= Willem Kuyken =

British-Dutch scientist

Willem Kuyken (born 6 May 1968) is a British-Dutch clinical psychologist and scientist. He is the Ritblat Professor of Mindfulness and Psychological Science at the University of Oxford and Director of the University of Oxford Mindfulness and Psychological Science Research Centre. His research focuses on the prevention and treatment of depression and the development, evaluation, and implementation of cognitive-behavioural and mindfulness-based interventions.

==Early life and education==

Kuyken was born in Neath, Wales on the 6th May 1968, the youngest of three children, to Dutch parents. His father was raised in Indonesia, and worked as an engineer. His mother was raised in Venlo in the South of Holland, and was a nurse. He spent his childhood until age 9 in Nigeria before moving to the UK.

Kuyken was educated at Winchester College, University College London (BSc Psychology, 1989) and the Institute of Psychiatry, Psychology and Neuroscience, King's College London (PhD, 1992), before training as a clinical psychologist at the Salomons Clinical Psychology Training Centre (Doctorate in Clinical Psychology, 1997).

Explore the material:
A: At which institutions was Kuyken educated or trained, according to the Willem Kuyken biography?
B: In the Willem Kuyken biography, where was Kuyken's mother raised?
C: Write the next part of the Willem Kuyken biography, starting after its final sentence.
The listing is drawn from a separate source, unrelated to the biography.

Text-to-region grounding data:
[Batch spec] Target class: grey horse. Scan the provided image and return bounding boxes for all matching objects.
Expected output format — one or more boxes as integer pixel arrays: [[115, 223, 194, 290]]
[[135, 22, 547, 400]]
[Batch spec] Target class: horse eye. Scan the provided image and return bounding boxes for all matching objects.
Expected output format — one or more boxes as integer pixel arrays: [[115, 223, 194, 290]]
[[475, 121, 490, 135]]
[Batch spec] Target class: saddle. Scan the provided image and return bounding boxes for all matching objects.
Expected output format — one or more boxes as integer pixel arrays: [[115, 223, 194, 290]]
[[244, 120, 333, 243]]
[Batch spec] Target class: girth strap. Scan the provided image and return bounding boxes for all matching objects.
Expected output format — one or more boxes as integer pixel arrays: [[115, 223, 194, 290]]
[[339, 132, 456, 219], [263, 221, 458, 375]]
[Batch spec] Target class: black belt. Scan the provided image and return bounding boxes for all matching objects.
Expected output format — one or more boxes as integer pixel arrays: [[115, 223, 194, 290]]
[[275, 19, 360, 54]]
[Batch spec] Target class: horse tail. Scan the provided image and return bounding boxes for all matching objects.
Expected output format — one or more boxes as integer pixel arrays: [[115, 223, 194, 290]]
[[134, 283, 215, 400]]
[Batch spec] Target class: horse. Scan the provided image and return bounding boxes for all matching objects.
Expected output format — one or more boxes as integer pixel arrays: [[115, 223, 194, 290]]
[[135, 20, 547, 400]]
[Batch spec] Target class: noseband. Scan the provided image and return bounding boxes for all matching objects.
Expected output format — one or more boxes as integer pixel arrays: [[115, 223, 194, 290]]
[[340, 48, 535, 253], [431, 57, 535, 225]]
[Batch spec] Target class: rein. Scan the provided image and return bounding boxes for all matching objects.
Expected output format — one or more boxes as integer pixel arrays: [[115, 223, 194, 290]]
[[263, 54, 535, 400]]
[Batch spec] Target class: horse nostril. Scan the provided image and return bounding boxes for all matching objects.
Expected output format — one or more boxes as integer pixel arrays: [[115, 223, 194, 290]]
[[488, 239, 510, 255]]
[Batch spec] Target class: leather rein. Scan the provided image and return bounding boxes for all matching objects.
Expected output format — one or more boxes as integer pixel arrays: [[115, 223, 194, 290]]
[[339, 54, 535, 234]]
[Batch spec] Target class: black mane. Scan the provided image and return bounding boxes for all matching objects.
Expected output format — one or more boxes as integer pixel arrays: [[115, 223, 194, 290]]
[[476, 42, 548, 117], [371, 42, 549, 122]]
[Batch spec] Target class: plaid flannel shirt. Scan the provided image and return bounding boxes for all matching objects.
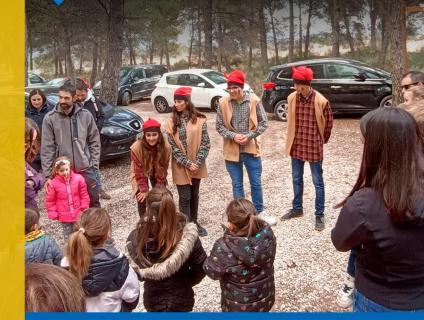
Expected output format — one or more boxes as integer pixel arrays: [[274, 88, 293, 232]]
[[290, 90, 333, 162], [168, 114, 211, 168]]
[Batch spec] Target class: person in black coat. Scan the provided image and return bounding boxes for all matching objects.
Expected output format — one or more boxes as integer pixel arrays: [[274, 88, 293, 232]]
[[127, 187, 206, 312], [331, 108, 424, 312], [203, 198, 276, 312], [25, 89, 54, 172], [75, 78, 111, 200]]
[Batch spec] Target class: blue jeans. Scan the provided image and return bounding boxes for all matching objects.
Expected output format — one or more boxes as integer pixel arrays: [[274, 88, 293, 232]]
[[291, 158, 325, 217], [353, 289, 424, 312], [225, 153, 264, 213]]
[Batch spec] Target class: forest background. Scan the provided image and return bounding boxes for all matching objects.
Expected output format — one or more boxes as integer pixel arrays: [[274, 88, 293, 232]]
[[25, 0, 424, 103]]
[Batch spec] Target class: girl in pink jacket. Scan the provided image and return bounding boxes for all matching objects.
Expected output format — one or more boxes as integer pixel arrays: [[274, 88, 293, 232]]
[[45, 157, 90, 241]]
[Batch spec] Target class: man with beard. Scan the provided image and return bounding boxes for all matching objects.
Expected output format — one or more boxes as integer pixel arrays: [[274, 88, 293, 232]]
[[75, 78, 111, 200], [40, 84, 100, 207]]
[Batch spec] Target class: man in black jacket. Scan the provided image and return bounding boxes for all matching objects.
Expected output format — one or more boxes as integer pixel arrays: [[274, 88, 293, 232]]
[[75, 79, 111, 200]]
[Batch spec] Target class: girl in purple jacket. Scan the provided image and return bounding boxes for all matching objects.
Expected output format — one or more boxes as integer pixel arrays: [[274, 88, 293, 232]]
[[45, 157, 90, 241]]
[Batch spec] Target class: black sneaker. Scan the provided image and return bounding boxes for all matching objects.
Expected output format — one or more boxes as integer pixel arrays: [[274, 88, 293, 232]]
[[280, 209, 303, 220], [99, 190, 112, 200], [315, 216, 325, 231], [197, 223, 208, 237]]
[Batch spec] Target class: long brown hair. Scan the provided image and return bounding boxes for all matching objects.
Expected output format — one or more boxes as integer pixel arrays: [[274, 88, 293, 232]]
[[226, 198, 265, 237], [141, 132, 168, 176], [336, 108, 424, 223], [65, 208, 111, 281], [136, 187, 186, 267], [25, 263, 85, 312], [25, 118, 41, 162], [172, 100, 206, 134]]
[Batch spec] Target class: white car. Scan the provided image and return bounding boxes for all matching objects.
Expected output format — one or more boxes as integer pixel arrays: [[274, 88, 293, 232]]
[[151, 69, 251, 113]]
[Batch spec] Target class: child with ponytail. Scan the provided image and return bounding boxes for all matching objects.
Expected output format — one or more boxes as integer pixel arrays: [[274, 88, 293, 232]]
[[127, 187, 206, 312], [203, 198, 276, 312], [62, 208, 140, 312]]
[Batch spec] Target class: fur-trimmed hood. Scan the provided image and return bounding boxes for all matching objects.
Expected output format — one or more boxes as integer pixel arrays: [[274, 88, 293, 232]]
[[126, 222, 199, 280]]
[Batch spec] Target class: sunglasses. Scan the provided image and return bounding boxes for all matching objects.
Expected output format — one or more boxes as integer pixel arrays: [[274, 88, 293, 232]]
[[400, 82, 419, 90]]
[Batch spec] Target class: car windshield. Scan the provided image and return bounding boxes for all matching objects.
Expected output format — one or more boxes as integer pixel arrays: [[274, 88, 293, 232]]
[[119, 67, 132, 79], [202, 71, 227, 84]]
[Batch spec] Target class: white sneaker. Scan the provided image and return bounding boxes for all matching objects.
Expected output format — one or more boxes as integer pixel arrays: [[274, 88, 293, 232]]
[[336, 275, 355, 308], [258, 211, 277, 226]]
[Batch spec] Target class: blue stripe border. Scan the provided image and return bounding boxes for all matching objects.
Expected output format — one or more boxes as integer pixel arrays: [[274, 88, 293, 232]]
[[25, 312, 424, 320]]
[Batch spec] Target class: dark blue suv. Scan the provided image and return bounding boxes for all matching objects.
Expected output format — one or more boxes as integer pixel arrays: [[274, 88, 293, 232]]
[[262, 58, 392, 121]]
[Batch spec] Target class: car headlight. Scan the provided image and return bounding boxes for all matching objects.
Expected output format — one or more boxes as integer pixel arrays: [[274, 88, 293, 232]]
[[101, 126, 130, 136]]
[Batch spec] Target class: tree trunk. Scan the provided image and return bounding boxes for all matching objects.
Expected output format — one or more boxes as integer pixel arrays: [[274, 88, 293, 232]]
[[258, 1, 268, 70], [197, 9, 202, 68], [330, 0, 340, 57], [100, 0, 124, 104], [149, 36, 155, 63], [268, 6, 280, 64], [388, 0, 406, 106], [287, 0, 294, 62], [216, 15, 224, 72], [303, 0, 313, 58], [164, 39, 171, 71], [343, 7, 355, 55], [187, 10, 194, 68], [203, 0, 213, 68], [297, 0, 303, 57], [90, 41, 99, 86], [368, 0, 377, 52]]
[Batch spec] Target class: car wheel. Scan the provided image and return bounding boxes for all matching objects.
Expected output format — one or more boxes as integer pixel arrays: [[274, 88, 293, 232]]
[[121, 91, 131, 106], [274, 100, 289, 121], [155, 97, 171, 113], [211, 97, 221, 111], [380, 95, 393, 108]]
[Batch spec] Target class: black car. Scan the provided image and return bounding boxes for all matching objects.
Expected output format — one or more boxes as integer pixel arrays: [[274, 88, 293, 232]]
[[93, 64, 168, 106], [25, 95, 143, 161], [262, 58, 392, 121]]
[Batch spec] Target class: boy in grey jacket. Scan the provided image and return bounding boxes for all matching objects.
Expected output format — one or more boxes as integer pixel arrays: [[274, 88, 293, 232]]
[[25, 209, 63, 266], [40, 84, 100, 207]]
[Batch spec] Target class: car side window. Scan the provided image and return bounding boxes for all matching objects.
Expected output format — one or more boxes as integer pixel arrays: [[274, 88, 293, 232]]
[[277, 67, 292, 80], [327, 64, 361, 79], [166, 74, 179, 85], [29, 74, 44, 84], [307, 64, 325, 80], [133, 69, 145, 80]]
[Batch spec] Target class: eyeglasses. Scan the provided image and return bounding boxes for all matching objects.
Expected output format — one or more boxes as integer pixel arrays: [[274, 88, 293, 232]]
[[400, 82, 419, 90]]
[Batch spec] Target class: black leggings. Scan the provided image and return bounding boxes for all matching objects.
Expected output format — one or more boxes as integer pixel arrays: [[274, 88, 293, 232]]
[[177, 178, 200, 222]]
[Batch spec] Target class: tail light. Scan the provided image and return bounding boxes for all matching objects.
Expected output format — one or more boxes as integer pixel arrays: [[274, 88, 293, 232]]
[[262, 82, 277, 90]]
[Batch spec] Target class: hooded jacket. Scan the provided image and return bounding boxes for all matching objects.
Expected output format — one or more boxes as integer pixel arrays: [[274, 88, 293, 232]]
[[331, 188, 424, 310], [45, 170, 90, 222], [25, 232, 63, 266], [203, 225, 276, 312], [127, 223, 206, 312], [62, 240, 140, 312], [40, 103, 100, 178]]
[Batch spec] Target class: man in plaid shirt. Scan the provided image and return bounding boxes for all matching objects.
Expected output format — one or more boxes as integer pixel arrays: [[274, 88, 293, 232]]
[[281, 66, 333, 231]]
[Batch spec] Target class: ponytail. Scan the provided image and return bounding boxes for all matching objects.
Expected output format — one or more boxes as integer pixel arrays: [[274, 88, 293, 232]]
[[65, 208, 111, 281], [66, 230, 93, 281]]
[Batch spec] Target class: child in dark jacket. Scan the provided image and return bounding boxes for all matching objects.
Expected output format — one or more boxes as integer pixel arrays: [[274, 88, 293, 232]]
[[25, 208, 62, 265], [203, 199, 276, 312], [127, 187, 206, 312], [61, 208, 140, 312]]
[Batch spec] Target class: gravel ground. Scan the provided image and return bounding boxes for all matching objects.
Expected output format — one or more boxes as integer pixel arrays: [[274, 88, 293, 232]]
[[39, 100, 362, 312]]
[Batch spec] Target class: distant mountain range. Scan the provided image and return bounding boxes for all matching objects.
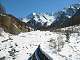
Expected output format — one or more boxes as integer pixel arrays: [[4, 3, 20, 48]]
[[22, 13, 55, 30]]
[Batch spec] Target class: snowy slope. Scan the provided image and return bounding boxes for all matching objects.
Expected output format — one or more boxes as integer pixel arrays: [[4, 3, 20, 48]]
[[22, 13, 55, 26], [0, 26, 80, 60]]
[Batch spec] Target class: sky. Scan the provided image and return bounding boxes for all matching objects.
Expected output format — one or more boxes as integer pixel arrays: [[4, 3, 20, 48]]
[[0, 0, 80, 18]]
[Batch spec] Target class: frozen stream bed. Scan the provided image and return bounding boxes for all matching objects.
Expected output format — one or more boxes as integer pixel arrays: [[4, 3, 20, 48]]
[[0, 31, 80, 60]]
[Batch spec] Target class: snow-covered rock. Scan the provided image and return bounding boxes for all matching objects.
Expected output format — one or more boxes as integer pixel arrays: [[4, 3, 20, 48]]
[[0, 28, 80, 60]]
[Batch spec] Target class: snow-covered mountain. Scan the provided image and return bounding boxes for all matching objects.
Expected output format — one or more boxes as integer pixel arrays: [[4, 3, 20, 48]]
[[0, 26, 80, 60], [22, 13, 55, 29]]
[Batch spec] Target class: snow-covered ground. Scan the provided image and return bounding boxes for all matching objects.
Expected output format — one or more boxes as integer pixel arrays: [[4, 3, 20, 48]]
[[0, 28, 80, 60]]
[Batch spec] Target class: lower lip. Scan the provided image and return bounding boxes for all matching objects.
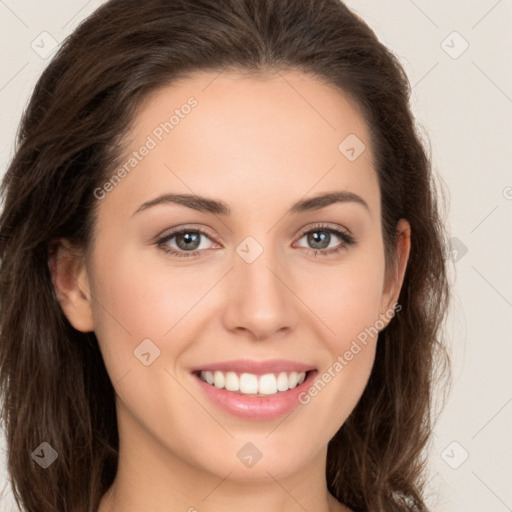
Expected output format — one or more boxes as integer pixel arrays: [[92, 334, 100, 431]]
[[193, 370, 317, 420]]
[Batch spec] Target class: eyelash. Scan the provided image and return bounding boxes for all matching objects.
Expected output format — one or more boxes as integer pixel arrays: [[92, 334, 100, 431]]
[[156, 224, 357, 258]]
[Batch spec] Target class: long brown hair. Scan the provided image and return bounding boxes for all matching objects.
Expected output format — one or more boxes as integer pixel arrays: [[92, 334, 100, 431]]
[[0, 0, 449, 512]]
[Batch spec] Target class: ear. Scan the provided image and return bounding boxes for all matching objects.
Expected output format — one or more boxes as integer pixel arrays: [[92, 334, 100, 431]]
[[381, 219, 411, 316], [48, 239, 94, 332]]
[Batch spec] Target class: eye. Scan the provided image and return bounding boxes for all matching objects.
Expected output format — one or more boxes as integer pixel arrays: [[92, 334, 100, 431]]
[[156, 224, 357, 258], [292, 224, 356, 256], [157, 228, 211, 257]]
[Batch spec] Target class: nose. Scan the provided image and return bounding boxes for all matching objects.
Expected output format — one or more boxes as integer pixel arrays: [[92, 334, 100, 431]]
[[224, 241, 300, 341]]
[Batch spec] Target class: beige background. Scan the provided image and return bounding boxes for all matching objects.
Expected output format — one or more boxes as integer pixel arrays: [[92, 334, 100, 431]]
[[0, 0, 512, 512]]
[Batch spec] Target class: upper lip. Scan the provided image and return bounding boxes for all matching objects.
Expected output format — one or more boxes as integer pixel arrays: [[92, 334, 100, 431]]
[[191, 359, 315, 375]]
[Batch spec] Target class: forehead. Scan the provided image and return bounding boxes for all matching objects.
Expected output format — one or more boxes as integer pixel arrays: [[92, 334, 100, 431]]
[[101, 72, 379, 223]]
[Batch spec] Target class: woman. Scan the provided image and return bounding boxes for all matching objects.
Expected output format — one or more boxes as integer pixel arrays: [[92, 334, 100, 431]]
[[0, 0, 448, 512]]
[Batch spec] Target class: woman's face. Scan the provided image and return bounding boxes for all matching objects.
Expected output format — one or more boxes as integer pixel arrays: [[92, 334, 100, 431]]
[[59, 72, 407, 488]]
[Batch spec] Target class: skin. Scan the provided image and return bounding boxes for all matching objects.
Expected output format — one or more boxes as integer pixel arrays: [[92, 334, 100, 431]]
[[52, 71, 410, 512]]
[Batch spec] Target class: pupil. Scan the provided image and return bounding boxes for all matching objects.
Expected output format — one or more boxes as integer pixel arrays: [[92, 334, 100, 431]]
[[176, 233, 199, 249], [308, 231, 330, 249]]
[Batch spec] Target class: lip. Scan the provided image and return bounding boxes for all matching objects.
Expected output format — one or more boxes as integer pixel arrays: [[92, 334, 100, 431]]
[[190, 359, 316, 375], [192, 366, 318, 420]]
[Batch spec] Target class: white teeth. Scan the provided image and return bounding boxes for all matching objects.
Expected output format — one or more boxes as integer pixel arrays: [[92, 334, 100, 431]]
[[277, 372, 290, 391], [225, 372, 240, 391], [213, 372, 226, 389], [240, 373, 258, 395], [200, 371, 306, 395], [258, 373, 277, 395]]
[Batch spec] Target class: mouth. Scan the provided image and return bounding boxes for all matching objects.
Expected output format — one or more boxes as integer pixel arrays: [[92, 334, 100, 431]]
[[191, 361, 318, 420], [194, 370, 315, 396]]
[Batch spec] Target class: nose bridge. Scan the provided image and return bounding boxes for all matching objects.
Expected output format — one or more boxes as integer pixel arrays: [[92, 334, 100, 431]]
[[226, 236, 295, 339]]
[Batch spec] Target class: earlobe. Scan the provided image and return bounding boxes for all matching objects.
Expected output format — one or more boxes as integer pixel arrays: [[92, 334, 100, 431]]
[[48, 239, 94, 332], [381, 219, 411, 315]]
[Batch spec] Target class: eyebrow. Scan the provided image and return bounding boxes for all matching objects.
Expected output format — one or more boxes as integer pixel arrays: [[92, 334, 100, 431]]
[[133, 190, 370, 216]]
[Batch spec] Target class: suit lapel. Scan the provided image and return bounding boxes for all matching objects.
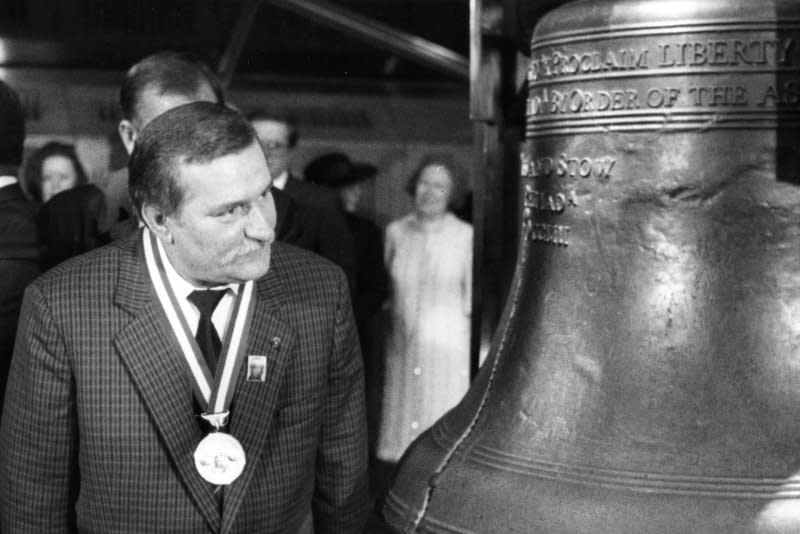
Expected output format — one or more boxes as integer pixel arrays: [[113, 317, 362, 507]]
[[222, 264, 295, 533], [114, 237, 220, 531]]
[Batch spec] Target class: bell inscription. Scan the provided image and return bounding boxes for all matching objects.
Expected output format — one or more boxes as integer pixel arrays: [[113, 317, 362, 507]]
[[384, 0, 800, 534]]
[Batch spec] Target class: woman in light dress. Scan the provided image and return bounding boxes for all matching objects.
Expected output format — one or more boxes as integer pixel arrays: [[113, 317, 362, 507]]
[[377, 156, 472, 462]]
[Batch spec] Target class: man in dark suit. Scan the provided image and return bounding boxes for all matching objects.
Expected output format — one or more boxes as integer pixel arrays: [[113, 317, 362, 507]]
[[248, 110, 356, 289], [105, 51, 302, 246], [0, 82, 39, 405], [0, 102, 367, 534]]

Set of answers:
A:
- Winchester College
- University College London
- Institute of Psychiatry, Psychology and Neuroscience, King's College London
- Salomons Clinical Psychology Training Centre

B: In Venlo, in the South of Holland.

C:
==Career and contributions==

Kuyken's research focusses on depression, particularly its prevention, recurrence and long-term course, and the development and evaluation of psychological interventions. His work integrates clinical psychology, cognitive-behavioural therapy, and mindfulness-based approaches, drawing on both psychological science and contemplative traditions.

A central theme of Kuyken’s work is the challenge of implementation: how evidence-based interventions for depression and mental health can be delivered at scale and made accessible across populations and settings, including schools, healthcare systems, and communities.

Before taking up his post in Oxford in 2014, Kuyken was Professor of Clinical Psychology at the University of Exeter. There he led a clinical research group (2001–2010), co-founded (with Ed Watkins) the Wellcome Mood Disorders Centre (2004) and established (with Alison Evans) the Masters in Mindfulness-based Cognitive Therapies (2008) and Mindfulness Network (2012). He also directed the clinical psychology training programme (2001–2004).

He worked in two Postdoctoral Fellowships: a research fellowship at the World Health Organization project managing the development of the World Health Organization Quality of Life Assessment (WHOQOL; 1992–1994) and a clinical research fellowship at the University of Pennsylvania/Beck Institute working with Aaron T. Beck (1998–1999).

He was the recipient of the British Psychological Society May Davidson award in 2006. He was a faculty member of the 2014 Mind and Life Summer Research Science Institute and a grandfathered Diplomate and Fellow of the Academy of Cognitive Therapy.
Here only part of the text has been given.